Contact and Social

Read that email bill again – it may just not be real

Yesterday I received an email from Origin Energy about my bill. It was a particularly boring email, nothing unusual and had the typical click here to pay button which I find is really handy when there is so much else that needs doing in the day.

Although the only real issue with this whole thing is that I’m not actually an Origin Energy customer.

I, along with our clients who we host email services for, are on a daily basis seeing new and inventive scam emails which are better utilising social engineering to blow holes in our mental armour and “get us” at a point in time we’re not expecting it and not entirely aware of what’s going on.

The biggest tip I give our clients is to ask them to forward the email on before doing anything and we’ll check it. We can then educate them on the markers to look out for on emails like that.

The closest I got to falling for a scam was when I received from a colleague I was expecting to hear from, a legit looking Google Drive “this file has been shared with you” email. Now I am however more vigilant, but had it not been for the scammers poor skills in a few particular areas, I would have given away my Google Drive logins to them.
────────────────────
According to the passage about scam emails, what is the biggest tip the writer gives clients?

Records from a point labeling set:
────────────────────
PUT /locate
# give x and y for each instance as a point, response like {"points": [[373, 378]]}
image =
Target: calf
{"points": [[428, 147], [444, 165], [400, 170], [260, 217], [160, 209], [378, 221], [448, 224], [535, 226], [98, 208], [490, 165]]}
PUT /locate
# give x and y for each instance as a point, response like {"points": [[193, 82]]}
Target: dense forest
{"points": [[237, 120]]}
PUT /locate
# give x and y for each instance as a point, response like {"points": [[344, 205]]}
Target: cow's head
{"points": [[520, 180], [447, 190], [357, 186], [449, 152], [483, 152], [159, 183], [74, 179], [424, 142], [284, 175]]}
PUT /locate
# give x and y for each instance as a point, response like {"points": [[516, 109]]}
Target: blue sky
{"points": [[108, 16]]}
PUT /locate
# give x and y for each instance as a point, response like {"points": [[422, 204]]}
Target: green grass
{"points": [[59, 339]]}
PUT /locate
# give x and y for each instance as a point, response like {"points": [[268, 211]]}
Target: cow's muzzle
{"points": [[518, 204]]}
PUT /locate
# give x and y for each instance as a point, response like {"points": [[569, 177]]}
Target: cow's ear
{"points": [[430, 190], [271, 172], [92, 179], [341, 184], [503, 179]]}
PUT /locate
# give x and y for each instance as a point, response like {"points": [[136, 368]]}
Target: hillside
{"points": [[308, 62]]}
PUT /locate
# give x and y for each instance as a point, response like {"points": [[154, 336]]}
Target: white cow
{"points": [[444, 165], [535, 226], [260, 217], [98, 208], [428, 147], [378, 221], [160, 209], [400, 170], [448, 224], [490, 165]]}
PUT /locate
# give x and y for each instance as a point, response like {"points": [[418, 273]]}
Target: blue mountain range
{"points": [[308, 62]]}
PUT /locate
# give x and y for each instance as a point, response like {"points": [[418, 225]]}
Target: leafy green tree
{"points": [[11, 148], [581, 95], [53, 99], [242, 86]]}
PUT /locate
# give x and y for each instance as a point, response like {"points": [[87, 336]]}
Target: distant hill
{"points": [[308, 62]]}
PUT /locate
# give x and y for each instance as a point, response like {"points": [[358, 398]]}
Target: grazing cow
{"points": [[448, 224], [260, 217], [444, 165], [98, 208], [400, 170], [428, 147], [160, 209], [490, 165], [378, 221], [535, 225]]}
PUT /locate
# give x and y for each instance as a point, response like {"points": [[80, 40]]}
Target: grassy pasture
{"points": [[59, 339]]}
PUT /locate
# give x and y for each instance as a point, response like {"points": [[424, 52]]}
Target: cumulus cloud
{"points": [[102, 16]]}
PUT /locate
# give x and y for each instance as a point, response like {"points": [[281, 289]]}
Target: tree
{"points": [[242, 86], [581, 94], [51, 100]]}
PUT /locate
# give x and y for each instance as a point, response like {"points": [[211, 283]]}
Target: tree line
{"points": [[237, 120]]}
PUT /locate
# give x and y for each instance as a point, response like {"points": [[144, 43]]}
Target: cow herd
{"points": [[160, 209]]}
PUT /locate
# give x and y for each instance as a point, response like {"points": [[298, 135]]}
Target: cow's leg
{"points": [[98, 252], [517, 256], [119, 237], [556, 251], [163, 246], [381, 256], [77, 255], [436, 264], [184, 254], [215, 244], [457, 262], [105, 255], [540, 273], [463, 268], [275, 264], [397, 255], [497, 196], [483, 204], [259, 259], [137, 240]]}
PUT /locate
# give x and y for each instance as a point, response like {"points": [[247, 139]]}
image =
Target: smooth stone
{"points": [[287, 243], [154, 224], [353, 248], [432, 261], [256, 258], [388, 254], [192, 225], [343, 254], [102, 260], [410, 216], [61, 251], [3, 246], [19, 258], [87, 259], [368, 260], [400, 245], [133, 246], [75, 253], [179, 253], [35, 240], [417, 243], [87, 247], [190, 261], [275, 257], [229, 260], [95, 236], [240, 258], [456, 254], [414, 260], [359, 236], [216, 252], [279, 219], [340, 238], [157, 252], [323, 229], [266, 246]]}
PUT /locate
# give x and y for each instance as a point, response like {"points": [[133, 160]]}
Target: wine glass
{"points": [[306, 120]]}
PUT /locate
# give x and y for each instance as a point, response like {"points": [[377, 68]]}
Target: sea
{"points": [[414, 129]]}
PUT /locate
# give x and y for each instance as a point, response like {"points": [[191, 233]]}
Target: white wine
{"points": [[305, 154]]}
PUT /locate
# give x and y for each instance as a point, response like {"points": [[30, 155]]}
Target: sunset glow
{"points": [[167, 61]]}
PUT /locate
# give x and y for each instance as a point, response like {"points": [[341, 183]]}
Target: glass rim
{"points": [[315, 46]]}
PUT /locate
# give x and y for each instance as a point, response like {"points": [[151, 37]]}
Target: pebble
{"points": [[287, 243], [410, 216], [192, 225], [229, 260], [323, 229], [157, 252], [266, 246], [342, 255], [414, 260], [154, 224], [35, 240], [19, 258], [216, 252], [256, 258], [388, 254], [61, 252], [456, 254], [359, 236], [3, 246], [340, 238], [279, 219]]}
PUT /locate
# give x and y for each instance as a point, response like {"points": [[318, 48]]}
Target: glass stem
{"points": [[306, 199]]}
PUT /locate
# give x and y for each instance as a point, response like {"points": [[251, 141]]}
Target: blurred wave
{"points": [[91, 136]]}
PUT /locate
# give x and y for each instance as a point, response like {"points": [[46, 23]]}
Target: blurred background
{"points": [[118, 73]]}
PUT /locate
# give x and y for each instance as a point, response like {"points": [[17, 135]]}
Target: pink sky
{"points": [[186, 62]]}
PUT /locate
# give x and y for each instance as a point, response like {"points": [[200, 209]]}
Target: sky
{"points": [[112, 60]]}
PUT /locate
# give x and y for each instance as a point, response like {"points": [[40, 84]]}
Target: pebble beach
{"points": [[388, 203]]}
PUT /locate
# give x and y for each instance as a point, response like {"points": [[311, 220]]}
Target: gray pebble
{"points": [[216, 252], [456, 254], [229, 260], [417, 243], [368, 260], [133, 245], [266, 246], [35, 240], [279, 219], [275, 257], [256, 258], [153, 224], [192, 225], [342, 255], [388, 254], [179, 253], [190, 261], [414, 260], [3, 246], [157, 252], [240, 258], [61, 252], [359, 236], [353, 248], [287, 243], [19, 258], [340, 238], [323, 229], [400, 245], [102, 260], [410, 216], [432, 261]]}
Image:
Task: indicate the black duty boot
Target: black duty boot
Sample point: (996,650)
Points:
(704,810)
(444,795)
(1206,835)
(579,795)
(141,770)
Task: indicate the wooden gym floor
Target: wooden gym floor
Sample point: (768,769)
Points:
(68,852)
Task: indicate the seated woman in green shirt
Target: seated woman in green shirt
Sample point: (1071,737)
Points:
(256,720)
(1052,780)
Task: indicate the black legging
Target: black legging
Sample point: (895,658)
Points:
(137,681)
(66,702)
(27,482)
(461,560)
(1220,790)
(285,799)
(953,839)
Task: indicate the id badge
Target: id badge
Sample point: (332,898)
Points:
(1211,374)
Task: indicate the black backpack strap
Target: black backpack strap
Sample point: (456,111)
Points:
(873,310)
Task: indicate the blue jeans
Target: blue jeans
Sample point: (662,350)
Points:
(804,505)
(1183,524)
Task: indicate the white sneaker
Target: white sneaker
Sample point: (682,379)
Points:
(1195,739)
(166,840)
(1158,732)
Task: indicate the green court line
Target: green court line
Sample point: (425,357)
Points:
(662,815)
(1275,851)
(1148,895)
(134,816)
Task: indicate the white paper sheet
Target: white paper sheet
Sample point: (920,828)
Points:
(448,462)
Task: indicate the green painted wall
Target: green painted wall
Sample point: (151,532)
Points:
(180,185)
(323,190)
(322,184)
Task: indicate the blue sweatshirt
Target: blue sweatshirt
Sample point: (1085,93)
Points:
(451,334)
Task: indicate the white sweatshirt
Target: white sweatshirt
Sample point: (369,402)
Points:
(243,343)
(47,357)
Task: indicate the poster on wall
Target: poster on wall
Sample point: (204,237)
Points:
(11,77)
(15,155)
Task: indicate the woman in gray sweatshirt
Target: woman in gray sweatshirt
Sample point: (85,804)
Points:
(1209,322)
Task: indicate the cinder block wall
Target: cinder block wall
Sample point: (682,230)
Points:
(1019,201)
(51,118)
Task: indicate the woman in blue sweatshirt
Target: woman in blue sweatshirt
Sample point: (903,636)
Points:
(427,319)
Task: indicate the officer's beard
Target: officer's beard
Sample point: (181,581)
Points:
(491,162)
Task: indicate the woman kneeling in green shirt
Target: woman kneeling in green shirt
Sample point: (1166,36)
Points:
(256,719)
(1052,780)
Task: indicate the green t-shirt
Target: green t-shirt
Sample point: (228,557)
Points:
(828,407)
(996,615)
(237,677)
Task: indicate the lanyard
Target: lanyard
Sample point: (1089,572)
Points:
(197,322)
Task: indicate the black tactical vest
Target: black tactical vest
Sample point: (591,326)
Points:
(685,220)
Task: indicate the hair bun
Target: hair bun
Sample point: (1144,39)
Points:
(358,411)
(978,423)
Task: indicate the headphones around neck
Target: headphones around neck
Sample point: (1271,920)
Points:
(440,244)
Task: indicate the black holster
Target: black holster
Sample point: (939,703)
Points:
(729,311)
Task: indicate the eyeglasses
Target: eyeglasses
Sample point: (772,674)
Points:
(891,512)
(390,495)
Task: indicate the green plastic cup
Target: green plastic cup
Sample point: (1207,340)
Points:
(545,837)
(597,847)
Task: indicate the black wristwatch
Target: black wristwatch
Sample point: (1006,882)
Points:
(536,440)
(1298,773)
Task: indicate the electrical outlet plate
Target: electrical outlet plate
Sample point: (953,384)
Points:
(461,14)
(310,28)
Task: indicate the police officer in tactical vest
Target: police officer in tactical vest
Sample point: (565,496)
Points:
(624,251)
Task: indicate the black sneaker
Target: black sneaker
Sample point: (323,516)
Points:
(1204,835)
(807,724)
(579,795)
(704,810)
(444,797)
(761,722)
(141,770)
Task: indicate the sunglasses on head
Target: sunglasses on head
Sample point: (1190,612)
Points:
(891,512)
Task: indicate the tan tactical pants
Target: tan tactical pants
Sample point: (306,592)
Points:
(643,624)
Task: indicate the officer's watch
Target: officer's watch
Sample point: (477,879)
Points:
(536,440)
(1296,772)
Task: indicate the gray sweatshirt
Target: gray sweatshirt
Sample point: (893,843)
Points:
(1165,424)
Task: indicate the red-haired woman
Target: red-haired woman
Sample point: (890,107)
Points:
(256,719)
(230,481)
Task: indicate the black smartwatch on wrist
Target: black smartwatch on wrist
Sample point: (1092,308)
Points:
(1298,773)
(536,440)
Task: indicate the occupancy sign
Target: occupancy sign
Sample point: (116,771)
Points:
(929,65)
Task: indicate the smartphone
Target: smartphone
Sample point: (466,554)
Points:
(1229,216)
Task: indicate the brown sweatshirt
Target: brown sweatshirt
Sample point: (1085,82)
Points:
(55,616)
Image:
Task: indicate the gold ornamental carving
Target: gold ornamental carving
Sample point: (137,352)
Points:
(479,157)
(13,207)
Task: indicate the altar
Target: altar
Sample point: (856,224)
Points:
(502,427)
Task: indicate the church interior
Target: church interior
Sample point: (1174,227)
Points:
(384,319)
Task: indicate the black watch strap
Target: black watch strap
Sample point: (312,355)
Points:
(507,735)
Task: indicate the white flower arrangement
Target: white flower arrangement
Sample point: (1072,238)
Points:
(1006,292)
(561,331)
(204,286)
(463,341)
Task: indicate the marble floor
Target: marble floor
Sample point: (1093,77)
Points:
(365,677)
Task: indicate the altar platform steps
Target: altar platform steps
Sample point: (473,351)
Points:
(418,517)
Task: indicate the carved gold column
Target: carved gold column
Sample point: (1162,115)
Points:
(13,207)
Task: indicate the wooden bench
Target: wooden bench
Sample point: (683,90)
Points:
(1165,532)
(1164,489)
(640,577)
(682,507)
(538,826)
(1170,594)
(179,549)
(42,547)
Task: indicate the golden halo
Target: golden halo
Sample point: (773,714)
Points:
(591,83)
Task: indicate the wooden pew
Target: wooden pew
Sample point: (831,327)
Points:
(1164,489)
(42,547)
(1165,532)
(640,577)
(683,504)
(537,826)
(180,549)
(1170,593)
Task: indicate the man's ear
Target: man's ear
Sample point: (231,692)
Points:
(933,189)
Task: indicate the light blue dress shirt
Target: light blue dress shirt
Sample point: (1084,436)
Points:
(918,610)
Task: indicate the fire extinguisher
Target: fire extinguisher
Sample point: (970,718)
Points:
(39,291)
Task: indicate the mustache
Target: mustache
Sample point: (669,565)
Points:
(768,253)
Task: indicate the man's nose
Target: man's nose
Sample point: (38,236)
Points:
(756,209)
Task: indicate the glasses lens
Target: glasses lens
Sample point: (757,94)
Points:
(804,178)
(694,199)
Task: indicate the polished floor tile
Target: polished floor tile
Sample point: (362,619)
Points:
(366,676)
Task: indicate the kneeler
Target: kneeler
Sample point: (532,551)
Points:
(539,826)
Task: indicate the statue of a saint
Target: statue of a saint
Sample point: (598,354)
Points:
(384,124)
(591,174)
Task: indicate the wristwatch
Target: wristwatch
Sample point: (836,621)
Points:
────────────────────
RESULT OF THIS EXERCISE:
To forward the email on before doing anything so it can be checked.